RECORDS FOR THIS EXERCISE Block Start
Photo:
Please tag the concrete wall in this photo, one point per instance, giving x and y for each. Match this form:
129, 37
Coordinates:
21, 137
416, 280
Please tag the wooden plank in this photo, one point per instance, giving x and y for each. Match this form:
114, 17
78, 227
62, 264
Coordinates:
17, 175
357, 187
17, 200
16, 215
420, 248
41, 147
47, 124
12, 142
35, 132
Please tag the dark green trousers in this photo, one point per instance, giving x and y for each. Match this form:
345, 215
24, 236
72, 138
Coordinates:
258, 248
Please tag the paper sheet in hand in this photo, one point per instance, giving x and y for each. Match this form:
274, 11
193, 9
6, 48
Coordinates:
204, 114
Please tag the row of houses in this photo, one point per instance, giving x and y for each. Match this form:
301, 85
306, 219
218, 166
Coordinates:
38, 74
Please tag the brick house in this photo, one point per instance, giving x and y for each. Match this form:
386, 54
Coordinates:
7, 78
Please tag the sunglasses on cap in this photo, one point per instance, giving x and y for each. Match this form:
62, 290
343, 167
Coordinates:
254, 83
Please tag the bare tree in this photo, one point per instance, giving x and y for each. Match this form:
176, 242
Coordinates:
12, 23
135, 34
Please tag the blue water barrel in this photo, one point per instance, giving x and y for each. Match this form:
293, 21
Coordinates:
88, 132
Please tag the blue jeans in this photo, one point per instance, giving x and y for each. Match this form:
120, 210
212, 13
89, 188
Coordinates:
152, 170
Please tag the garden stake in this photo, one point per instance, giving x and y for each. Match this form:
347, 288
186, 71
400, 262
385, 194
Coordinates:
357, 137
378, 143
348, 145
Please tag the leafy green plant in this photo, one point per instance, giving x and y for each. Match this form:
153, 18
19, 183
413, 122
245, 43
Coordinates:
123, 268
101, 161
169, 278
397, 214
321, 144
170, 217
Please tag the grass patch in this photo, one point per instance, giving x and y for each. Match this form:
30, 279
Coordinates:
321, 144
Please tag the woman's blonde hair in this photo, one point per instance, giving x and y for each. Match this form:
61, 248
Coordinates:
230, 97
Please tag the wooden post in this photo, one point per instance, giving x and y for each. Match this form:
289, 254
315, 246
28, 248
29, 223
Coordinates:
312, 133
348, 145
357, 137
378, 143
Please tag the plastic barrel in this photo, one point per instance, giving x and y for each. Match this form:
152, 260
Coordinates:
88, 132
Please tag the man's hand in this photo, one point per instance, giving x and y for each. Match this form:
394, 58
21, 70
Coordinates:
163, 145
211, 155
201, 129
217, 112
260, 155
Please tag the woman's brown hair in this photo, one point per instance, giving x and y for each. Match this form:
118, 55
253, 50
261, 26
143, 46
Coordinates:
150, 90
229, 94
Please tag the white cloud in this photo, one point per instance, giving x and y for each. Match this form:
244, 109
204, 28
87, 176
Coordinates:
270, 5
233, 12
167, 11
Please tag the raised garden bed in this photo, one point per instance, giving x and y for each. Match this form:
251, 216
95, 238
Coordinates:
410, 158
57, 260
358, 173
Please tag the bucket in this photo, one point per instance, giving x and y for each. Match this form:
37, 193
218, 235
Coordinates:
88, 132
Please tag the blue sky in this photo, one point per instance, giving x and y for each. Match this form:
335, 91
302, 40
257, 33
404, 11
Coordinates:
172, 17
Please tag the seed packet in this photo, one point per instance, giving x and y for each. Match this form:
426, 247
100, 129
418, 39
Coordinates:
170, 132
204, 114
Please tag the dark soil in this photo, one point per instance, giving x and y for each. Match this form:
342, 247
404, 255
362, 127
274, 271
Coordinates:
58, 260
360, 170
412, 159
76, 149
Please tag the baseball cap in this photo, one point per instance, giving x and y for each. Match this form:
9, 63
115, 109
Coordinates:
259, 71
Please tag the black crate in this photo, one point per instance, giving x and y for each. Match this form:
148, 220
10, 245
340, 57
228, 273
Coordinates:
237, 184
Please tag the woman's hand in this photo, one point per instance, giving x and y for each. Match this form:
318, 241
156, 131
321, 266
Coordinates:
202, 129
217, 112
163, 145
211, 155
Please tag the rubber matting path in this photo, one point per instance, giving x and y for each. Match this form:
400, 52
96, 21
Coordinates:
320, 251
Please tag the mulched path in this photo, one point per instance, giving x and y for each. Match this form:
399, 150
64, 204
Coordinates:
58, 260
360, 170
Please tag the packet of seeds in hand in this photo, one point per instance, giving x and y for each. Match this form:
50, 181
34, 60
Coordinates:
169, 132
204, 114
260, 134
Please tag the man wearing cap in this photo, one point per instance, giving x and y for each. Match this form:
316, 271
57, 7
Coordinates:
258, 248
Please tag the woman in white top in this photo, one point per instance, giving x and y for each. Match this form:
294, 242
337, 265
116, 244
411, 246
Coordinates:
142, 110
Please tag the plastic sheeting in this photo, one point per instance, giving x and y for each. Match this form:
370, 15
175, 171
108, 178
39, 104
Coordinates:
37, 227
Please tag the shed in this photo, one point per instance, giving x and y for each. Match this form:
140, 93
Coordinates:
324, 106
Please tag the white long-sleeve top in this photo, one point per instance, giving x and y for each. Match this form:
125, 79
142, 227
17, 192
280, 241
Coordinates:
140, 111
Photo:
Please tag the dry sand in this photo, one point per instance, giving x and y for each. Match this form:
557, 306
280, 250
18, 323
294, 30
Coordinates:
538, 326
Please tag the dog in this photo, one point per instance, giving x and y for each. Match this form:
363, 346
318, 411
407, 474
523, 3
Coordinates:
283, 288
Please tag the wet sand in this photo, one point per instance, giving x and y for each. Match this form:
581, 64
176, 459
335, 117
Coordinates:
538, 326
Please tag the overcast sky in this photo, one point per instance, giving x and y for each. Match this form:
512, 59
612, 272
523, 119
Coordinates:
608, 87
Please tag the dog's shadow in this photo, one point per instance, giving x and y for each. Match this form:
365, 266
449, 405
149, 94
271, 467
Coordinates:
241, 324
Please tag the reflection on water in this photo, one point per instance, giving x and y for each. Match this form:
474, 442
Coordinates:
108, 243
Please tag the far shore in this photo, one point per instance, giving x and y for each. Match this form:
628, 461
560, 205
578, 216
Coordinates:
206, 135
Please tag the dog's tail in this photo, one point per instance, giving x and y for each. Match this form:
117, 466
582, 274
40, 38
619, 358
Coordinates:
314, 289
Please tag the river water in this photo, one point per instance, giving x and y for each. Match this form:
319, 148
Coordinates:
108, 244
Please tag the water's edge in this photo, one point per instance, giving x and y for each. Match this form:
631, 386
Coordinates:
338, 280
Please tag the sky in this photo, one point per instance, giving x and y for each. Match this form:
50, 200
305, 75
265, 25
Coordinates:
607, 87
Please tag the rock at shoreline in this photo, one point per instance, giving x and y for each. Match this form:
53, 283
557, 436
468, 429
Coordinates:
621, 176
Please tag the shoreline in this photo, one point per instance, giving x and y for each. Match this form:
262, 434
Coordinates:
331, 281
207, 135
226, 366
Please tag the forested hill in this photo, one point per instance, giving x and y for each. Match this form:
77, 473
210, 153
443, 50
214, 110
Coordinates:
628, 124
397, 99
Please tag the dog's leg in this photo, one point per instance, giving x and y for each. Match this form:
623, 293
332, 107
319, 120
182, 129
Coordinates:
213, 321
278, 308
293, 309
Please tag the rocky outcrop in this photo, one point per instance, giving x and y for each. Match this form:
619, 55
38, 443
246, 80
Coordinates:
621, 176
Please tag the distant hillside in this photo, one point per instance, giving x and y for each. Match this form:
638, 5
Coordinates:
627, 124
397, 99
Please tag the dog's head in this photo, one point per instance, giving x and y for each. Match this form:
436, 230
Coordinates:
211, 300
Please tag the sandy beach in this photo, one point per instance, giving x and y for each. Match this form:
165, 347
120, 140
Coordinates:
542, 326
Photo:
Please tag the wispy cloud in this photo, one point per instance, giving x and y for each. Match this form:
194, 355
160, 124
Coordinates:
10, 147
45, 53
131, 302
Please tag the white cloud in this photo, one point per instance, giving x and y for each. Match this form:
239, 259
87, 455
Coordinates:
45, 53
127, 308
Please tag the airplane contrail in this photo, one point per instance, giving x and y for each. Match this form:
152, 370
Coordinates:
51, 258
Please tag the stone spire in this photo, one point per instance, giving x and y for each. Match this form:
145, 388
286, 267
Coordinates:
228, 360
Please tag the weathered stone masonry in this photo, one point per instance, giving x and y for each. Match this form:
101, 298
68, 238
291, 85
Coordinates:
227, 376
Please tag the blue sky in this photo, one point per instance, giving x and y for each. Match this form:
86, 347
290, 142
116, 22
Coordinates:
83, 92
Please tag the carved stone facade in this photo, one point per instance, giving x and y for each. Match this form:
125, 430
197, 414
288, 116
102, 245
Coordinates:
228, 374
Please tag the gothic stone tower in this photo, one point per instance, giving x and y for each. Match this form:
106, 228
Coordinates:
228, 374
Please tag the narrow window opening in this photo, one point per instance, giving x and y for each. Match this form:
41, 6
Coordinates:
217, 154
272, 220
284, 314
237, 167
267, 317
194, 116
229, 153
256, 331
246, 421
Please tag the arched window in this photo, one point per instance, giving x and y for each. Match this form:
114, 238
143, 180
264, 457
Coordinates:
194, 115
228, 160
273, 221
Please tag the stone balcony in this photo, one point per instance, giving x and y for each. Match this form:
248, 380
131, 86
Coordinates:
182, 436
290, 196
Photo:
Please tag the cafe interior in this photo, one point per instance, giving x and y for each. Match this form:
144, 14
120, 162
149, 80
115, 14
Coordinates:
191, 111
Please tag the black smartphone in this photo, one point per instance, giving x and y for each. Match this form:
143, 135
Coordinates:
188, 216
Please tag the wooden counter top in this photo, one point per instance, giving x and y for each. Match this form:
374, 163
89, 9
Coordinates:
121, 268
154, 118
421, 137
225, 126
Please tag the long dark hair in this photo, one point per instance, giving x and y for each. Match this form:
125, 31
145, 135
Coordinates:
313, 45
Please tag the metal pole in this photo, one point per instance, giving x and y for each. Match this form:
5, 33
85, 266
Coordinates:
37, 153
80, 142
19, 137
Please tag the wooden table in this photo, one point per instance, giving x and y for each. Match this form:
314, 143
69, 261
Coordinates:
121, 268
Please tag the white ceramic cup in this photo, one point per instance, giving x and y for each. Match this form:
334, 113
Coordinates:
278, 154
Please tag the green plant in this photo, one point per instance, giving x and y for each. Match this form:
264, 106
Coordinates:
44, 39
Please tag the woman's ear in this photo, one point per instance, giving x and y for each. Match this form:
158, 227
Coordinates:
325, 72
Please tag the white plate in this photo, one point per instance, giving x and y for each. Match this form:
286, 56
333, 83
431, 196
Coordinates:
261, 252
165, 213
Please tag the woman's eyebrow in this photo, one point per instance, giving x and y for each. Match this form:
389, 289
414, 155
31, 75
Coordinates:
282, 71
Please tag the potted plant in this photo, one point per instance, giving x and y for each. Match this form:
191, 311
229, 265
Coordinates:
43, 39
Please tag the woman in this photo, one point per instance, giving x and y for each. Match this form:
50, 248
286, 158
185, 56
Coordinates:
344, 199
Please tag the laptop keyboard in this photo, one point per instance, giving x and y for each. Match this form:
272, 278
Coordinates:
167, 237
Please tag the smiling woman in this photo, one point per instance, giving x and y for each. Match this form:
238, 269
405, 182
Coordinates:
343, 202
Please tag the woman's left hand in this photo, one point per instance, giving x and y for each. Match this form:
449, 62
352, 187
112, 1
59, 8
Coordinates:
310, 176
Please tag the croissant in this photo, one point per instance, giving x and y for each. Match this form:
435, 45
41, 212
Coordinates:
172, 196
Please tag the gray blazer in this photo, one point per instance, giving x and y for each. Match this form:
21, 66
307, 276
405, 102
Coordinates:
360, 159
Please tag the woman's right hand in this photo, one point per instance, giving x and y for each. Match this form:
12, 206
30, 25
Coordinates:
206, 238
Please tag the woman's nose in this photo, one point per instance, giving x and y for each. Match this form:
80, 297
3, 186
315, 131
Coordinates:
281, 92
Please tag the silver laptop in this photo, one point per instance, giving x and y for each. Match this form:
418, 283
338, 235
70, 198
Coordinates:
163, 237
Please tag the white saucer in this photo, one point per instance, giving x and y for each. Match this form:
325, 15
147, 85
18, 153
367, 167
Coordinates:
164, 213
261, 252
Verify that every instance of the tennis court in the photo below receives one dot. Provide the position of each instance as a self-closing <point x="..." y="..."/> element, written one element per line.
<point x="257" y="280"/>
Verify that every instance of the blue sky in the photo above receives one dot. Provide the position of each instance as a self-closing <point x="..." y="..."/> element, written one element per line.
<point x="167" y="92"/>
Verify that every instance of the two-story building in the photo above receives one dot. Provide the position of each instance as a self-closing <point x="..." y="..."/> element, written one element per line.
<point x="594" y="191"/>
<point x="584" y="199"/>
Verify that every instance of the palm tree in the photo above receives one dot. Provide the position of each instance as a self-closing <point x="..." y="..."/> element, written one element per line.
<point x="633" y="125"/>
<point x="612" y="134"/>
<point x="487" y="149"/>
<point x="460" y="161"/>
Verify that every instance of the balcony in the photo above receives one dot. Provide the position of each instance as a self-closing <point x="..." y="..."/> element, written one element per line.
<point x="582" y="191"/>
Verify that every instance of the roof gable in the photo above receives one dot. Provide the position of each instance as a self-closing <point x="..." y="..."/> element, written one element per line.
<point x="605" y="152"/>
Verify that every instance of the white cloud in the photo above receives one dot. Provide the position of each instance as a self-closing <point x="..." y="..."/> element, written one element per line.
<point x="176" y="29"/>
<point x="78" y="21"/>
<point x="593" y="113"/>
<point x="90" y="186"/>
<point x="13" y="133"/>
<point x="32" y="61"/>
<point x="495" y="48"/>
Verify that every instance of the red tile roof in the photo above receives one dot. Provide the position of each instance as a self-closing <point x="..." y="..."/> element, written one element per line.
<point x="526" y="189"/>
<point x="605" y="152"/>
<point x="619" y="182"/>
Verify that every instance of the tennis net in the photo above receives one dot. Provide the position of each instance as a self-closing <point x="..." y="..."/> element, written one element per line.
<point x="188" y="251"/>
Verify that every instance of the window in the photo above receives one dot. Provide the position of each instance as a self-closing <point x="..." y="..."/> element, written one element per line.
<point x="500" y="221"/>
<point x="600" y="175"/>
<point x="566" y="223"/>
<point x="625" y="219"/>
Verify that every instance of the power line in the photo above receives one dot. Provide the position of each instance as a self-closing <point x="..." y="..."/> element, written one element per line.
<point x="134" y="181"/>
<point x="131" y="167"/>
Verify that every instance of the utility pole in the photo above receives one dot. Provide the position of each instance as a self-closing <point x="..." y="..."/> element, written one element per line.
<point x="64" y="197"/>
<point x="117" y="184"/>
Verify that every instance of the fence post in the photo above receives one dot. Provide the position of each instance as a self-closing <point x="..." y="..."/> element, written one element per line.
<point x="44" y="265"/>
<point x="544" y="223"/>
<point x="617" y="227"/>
RECORDS FOR THIS EXERCISE Block End
** PROBLEM **
In the records above, how many lines include the string "packet"? Answer with only the number.

** THE ANSWER **
2